» **Exercise details**
Copy the line containing "valley boxed for tracking.", then all lines after it up to and including the final line of the material, exactly and without additions.

» **Annotated coordinate records**
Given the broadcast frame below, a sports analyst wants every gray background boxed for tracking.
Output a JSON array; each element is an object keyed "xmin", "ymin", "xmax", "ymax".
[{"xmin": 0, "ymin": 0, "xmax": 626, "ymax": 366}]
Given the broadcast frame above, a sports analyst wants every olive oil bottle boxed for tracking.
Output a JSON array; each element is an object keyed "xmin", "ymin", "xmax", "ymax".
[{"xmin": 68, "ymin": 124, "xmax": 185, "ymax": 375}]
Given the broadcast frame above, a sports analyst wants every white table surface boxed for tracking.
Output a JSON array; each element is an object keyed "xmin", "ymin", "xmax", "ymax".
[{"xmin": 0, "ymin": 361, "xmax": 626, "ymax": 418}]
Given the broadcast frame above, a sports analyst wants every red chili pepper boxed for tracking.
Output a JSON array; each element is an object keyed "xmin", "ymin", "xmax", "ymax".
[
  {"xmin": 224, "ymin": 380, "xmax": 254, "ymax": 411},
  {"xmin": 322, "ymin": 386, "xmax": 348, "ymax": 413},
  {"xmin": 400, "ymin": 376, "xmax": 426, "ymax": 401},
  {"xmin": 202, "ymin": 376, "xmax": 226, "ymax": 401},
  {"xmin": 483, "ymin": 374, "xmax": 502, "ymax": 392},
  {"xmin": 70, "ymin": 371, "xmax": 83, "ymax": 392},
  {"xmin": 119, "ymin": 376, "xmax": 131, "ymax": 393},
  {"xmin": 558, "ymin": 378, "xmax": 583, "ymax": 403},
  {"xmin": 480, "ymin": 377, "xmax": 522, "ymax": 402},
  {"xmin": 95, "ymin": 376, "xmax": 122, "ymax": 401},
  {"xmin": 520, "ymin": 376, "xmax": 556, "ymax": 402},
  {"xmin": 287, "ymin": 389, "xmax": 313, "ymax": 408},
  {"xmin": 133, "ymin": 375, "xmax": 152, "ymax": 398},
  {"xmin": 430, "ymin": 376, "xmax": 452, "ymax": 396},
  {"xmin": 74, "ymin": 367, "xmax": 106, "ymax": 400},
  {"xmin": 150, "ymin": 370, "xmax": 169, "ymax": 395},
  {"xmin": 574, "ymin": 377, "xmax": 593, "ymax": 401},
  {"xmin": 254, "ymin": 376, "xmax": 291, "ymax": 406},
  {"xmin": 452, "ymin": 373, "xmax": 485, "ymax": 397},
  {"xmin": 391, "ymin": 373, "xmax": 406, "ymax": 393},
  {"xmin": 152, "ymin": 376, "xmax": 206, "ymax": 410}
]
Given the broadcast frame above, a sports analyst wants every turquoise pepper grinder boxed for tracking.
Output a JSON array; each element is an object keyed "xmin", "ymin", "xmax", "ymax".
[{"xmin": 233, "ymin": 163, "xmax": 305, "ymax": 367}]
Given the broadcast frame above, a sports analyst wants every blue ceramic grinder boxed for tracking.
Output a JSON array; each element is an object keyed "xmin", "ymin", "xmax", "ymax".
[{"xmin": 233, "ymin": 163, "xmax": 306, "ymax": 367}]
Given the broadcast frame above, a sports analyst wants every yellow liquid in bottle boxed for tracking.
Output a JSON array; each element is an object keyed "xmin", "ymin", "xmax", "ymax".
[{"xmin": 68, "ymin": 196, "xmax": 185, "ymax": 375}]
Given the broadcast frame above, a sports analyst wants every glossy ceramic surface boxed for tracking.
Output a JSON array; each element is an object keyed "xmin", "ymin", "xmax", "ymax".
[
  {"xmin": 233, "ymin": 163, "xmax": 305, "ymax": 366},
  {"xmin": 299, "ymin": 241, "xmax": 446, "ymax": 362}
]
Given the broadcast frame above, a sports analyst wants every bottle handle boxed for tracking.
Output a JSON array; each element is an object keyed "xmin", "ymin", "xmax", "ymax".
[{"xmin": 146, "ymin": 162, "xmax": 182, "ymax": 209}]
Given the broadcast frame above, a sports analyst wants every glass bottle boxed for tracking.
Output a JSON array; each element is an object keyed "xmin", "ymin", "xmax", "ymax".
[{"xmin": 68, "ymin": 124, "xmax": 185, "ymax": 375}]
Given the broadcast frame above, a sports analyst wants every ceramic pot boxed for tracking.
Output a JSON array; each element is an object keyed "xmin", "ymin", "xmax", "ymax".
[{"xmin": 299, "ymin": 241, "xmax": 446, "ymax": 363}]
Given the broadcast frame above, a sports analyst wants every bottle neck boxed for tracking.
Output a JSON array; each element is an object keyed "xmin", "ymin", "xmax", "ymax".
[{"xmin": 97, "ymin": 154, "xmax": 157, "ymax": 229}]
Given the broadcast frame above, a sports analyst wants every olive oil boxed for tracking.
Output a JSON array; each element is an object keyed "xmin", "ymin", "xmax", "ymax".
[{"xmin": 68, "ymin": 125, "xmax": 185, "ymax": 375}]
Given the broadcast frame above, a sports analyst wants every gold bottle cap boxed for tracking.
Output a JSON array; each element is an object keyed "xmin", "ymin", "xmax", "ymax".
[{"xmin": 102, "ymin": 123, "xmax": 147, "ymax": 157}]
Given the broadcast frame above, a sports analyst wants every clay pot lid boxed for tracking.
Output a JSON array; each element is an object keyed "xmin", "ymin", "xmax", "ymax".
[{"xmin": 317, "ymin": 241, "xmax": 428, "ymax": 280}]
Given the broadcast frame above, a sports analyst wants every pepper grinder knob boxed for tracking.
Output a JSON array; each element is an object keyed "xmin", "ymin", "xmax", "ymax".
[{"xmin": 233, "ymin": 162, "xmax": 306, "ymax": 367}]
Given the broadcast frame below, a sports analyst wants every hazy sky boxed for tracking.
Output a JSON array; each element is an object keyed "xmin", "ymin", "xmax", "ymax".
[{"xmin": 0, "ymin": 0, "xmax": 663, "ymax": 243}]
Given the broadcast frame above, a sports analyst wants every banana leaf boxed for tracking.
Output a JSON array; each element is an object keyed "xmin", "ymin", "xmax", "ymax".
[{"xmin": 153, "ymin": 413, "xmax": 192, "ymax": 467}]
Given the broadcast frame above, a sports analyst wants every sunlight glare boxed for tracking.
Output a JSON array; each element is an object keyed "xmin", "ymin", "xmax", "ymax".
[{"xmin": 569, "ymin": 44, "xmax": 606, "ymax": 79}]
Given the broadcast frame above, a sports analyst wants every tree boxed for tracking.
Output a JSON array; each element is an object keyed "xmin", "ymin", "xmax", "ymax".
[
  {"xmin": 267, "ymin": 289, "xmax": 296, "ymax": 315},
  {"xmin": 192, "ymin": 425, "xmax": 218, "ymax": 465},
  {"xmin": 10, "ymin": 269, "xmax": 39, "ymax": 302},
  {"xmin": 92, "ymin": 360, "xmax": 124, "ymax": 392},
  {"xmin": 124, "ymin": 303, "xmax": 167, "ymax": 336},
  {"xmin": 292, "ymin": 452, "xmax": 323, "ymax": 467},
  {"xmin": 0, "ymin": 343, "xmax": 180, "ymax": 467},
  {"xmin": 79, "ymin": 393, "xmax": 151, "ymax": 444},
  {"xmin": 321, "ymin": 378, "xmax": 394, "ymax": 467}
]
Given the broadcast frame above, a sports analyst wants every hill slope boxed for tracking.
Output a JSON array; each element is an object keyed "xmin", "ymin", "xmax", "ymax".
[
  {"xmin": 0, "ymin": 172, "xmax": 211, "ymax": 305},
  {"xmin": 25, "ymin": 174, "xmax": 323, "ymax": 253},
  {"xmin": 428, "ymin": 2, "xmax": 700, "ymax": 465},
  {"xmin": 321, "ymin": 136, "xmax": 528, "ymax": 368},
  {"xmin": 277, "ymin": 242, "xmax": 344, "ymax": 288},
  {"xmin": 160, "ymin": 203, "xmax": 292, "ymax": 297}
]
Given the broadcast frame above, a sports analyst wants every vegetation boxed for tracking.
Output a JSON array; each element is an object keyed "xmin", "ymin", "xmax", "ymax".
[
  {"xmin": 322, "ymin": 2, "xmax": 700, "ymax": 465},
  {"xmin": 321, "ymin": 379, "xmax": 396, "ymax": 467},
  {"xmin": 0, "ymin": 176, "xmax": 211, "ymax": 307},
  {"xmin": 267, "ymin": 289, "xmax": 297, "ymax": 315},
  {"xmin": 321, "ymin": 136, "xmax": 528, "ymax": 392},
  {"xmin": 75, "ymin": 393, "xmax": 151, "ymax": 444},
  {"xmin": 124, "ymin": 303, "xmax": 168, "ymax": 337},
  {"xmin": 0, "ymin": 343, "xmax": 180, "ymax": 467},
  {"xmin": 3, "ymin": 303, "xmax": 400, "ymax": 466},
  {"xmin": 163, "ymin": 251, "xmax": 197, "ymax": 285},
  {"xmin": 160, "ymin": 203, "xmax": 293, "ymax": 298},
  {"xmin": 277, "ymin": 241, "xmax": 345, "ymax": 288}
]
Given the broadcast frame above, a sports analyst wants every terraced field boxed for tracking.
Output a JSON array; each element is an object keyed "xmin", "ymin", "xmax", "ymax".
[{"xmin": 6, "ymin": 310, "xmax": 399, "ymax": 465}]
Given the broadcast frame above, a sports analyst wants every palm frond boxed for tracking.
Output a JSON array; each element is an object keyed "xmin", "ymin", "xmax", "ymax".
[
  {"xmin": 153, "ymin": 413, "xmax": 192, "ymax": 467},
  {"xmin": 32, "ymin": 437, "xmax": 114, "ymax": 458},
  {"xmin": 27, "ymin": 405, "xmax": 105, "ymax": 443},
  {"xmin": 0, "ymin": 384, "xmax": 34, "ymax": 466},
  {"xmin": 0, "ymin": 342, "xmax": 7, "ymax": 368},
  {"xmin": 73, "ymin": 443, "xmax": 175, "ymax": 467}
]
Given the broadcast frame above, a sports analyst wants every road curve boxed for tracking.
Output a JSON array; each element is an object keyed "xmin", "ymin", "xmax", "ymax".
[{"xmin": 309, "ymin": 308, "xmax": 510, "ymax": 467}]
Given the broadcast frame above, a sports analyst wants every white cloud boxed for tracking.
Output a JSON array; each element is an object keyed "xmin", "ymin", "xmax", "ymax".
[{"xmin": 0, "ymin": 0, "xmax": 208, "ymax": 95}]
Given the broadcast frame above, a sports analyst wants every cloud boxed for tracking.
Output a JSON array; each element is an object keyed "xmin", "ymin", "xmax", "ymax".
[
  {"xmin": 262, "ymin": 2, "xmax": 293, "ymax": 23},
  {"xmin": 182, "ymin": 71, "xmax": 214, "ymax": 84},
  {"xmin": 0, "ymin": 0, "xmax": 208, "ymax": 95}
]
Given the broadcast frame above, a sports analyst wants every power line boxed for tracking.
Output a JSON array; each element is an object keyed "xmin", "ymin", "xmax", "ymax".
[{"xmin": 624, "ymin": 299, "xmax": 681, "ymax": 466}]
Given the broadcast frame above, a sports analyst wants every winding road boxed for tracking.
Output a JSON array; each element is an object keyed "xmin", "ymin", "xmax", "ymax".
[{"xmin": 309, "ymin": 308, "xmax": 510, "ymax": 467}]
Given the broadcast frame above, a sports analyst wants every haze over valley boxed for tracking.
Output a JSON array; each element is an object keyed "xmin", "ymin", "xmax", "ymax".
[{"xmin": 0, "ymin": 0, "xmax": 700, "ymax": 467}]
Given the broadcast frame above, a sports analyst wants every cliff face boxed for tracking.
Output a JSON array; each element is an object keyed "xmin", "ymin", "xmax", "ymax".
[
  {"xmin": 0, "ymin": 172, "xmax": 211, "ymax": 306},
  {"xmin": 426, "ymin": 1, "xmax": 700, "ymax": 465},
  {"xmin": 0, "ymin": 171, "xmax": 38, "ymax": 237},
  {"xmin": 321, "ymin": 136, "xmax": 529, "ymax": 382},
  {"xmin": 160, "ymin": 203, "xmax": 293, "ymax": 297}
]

» **Exercise output**
Given the broadcast frame above, a sports analyst wants every haze over valley boxed for tracking.
Output a JSON array; each element is an object keyed "xmin", "ymin", "xmax", "ymax".
[{"xmin": 0, "ymin": 0, "xmax": 700, "ymax": 467}]
Given the broadcast frame above, a sports analyst wants every cliff face boxed for tracking.
Output a JSON array; each element is an object keyed "xmin", "ymin", "xmax", "ymax".
[
  {"xmin": 0, "ymin": 172, "xmax": 211, "ymax": 306},
  {"xmin": 426, "ymin": 1, "xmax": 700, "ymax": 465},
  {"xmin": 0, "ymin": 171, "xmax": 38, "ymax": 237},
  {"xmin": 321, "ymin": 136, "xmax": 529, "ymax": 382},
  {"xmin": 160, "ymin": 203, "xmax": 293, "ymax": 297}
]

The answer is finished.